Родился второй сын 5 января 1863 года.

Назвали его Константином.

II

Книгу о своей жизни в искусстве он начнет так:

«Я родился в Москве в 1863 году — на рубеже двух эпох. Я еще помню остатки крепостного права, сальные свечи, карселевые лампы, тарантасы, дормезы, эстафеты, кремневые ружья, маленькие пушки наподобие игрушечных. На моих глазах возникали в России железные дороги с курьерскими поездами, пароходы, создавались электрические прожекторы, автомобили, аэропланы, дредноуты, подводные лодки, телефоны — проволочные, беспроволочные, радиотелеграфы, двенадцатидюймовые орудия. Таким образом, от сальной свечи — к электрическому прожектору, от тарантаса — к аэроплану, от парусной — к подводной лодке, от эстафеты — к радиотелеграфу, от кремневого ружья — к пушке Берте и от крепостного права — к большевизму и коммунизму. Поистине — разнообразная жизнь, не раз изменявшаяся в своих устоях».

Человек оглядывается назад, видит перспективу прошедшего, сопряженность своей, отдельной жизни с огромной жизнью России: «от крепостного права — к большевизму и коммунизму». Это ощущение неотрывности человека от человечества раскрывалось Станиславским в искусстве. Это ощущение определило его долгую жизнь, которая началась в январе 1863 года в доме на Алексеевской. Началась в патриархальной богатой семье, далекой от чувства движения современной истории, неотвратимости перемен, взрывов, революций, которые войдут в жизнь ее младшего поколения.
__________________________________________________
### Что нужно сделать:
**A)** В каком городе, согласно фрагменту текста, родился Станиславский?
**B)** Выпишите без изменений часть фрагмента текста: начните с места, где стоят слова «Человек оглядывается назад, видит», и остановитесь после слов «ее младшего поколения.».
**C)** Продолжите фрагмент текста о жизни Станиславского, начиная сразу после его последнего предложения.

### Раздел данных:
__________________________________________________
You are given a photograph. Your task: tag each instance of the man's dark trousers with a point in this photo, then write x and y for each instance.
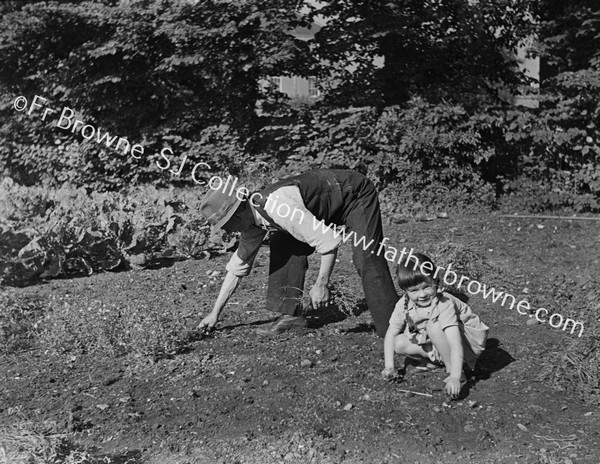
(343, 198)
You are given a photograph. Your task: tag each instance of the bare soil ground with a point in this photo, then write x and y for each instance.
(234, 397)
__________________________________________________
### Ответы:
**A)** В Москве.

**B)**
Человек оглядывается назад, видит перспективу прошедшего, сопряженность своей, отдельной жизни с огромной жизнью России: «от крепостного права — к большевизму и коммунизму». Это ощущение неотрывности человека от человечества раскрывалось Станиславским в искусстве. Это ощущение определило его долгую жизнь, которая началась в январе 1863 года в доме на Алексеевской. Началась в патриархальной богатой семье, далекой от чувства движения современной истории, неотвратимости перемен, взрывов, революций, которые войдут в жизнь ее младшего поколения.

**C)**
Детство этого поколения прекрасно — отец и мать делают все, чтобы их многочисленному потомству счастливо жилось.

Елизавета Васильевна была матерью истинной, сочетавшей неусыпную заботу со строгостью. В доме жили, конечно, няни, кормилицы, учителя, но мать не сдавала им детей целиком, как это довольно часто бывало в других семьях, была не наблюдательницей, а главой огромной детской, вернее — детских, потому что в одной комнате младшее поколение не помещалось. Родилось десять детей, выросло же девять: пятеро сыновей, четыре дочери.

Особых забот требовал второй ребенок.

Он родился слабым, с жидкими волосами, долго не держал головку. Девятимесячному мальчику прививали оспу, доктор держал в руке ланцет; голова маленького резко качнулась вниз, и он укололся об острие нижним веком. На веке привилась оспа, оспинка осталась на всю жизнь. Мальчик был «золотушным», как говорили тогда. Его купали во всяких отварах и настоях, няня помнила, что купали в вине. Вино ли помогло, или материнские заботы, или нянин уход — вероятно, все вместе. К семи годам мальчик окреп, волосы его завились, румянец окрасил щеки, ярким стал крупный «вишняковский» рот.

Он долго не говорил, а заговорив — глотал слова, не выговаривал «л» и «р». Упорно пел какую-то мелодию — «а-я — ва-я-я», — в которой можно было узнать песню из старинной мелодрамы «Велизарий».

Он поднял на ноги дом, сказав, что «игоуку пуагуатпу». Его спрашивали — как проглотил, где иголка? — он показывал на грудь, показывал, как иголка уходит вниз. Слезы, доктор, обследование — оказалось, что никакой иголки не было, что Костя все придумал.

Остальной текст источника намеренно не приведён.